## [Requirements]
1. According to the reflection on jealousy, in which two areas has jealousy been showing up in the writer's life?
2. Continue the reflection on jealousy, starting right after its final sentence.

Here is what I read:
“Minding (having our mind set on) other people’s business, will keep us in the wilderness. Jealousy, envy, and mentally comparing ourselves and our circumstances with others is a wilderness mentality.”
Currently, in my life I am still adjusting to this season of having less. I come from a family of generous and joyful givers. Only now, my giving is much less and often feels less joyful. It often feels so small. This is one area I have felt jealous in. Not being able to give as I desire. I really prayed as I read this chapter for the Lord to show me where jealousy was showing up.
I expected only one area, but God always supplies above and beyond all I could ask are think…..hmmmmm yes, quite uncomfortable in this area of conviction, but oh so needed.
Jealousy has been showing up in my life in two areas: Money and Ministry. The Lord began to show me something very cool. He showed me that temptation always comes. My heart can only be tempted by what I desire. Here is the scripture to confirm this. James 1:14 “But every person is tempted when he is drawn away, enticed and baited by his own evil desire (lust, passions).” So, I began to ask the Lord what about the money and ministry situations are tempting me to jealousy.
Right now, money is just enough and many days quite short. Ministry potential is great but just as unclear and uncertain as the money area. Because those things are out of focus my flesh(mind will and emotions) are trying very hard to bring them into focus. My heart desire is to fix these situations. My temptation is to think, in my own power on those situations. I begin to think, the more I think about those areas that I don’t have what I so want, the more certain they will become. I do this by looking at what others have and are doing. That is a place of deception for me! The more lack oriented I become the more lack is produced in my life. Just like Joyce writes, I begin to mind other peoples business. There is no business I know that can grown on it’s own, all businesses require attention. My time is used either in growing my business for the benefit of my life or the waste of my time(the minding of others business). What jealousy does is cause what other people have or what they are doing to becomes my standard of measure for prosperity. This earthly measure can only measure according to my low ability. How do I expect my life to prosper when all my attention is Joe blow from next door?.
Yet, as I was seeking the Lord over this….specifically an incident where I was given an opportunity to rejoice with someone, and as I was doing so I recognized my heart felt heavy with stirrings of jealousy. They are getting to do things that I want and had but no longer do. At first I felt ugly over this. I began to try and correct myself but as I have been learning, I sought the Lord for His perspective on this. I always feel His correction is so loving for me, as I open my heart to hear and receive. This time was no different.

## [Source excerpt]
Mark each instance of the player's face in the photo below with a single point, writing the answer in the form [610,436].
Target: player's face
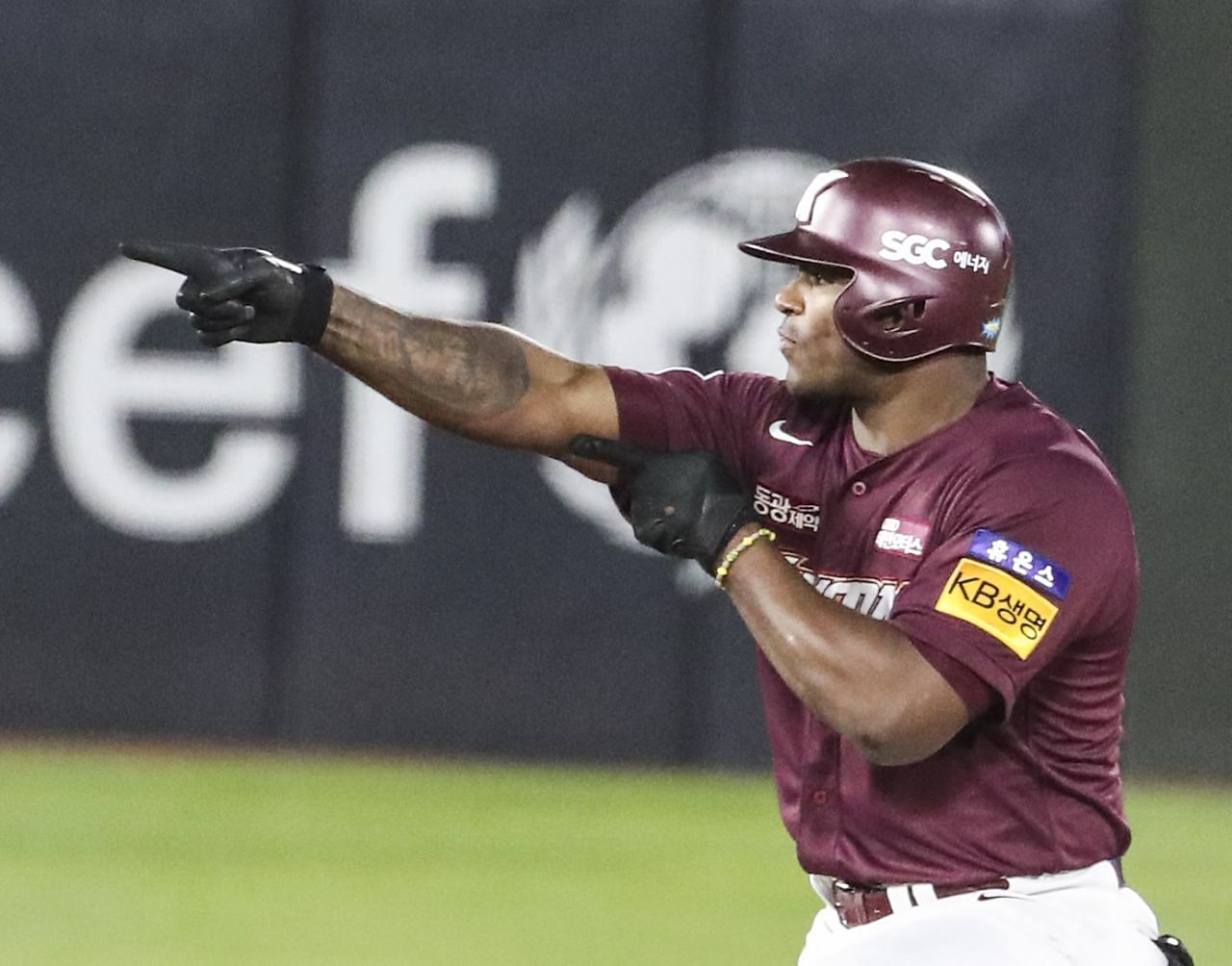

## [The replies]
1. Money and ministry.

2.
First the Lord reminded me that He is my Source. As such, nothing is too much are too little for Him. All the details of me are in His power. Here are some scriptures He gave me:
16 For God so GREATLY LOVED AND PRIZED Jenni, that He [even] gave up His only begotten (unique) Son, so that as Jenni believes in (trusts in, clings to, relies on) Him, she shall not perish (come to destruction, be lost) but have eternal (everlasting) life.
God greatly loves me. He prizes me. This reminds me of my value and God’s ability all at once. He has total ability to supply my needs and grant the desires of my heart. Even the things I am jealous over. He never fails. Now, is not the moment He is going to start! Jealousy leads to the destruction of joy and loss of my contentment but as I am learning to trust in Him I am receiving His everlasting non-jealous life. Praise GOD!
24 Up to this time you have not asked a [single] thing in My Name [as presenting all that I Am]; but now ask and keep on asking and you will receive, so that your joy (gladness, delight) may be full and complete.
Jealousy will keep me from asking God because I am too busy complaining about what I don’t have. My breath and God’s measure of faith in me will be wasted. While the devil will try and convince me I don’t deserve what I am asking for. So, I began to bring the very things I saw that I wanted to Him and asked Him to give me His heart for those things. Also to help me to trust in Him for what I need and desire.
Second the jealousy that was showing up, was a product of wrong thinking. Easily correctable and changed with repentance and the renewing of my mind. I set my heart to allow Him to reset my mindset. Also with a prayer request for Him to help me focus on Him.
Third, I ask for a “redeemed heart,” vision of my situation that doesn’t compare what I have or don’t have to others. Jealousy is a feeling and as such is subject to my thoughts. Jealousy is not who I am but rather how I feel. Yes, I desire things, for that is natural but the real truth is will I give into the temptation of using my own methods and means to try and get what I want? Will I chose the works of the flesh or the life of the Spirit? Will I allow God to be my Source for what I ask for and for what I desire? Remember I can only be tempted by what I desire. I use these scriptures to reorient my heart.
18 Where there is no vision [no redemptive revelation of God], the people perish; but he who keeps the law [of God, which includes that of man]—blessed (happy, fortunate, and enviable) is he.
3 Roll your works upon the Lord [commit and trust them wholly to Him; He will cause your thoughts to become agreeable to His will, and] so shall your plans be established and succeed.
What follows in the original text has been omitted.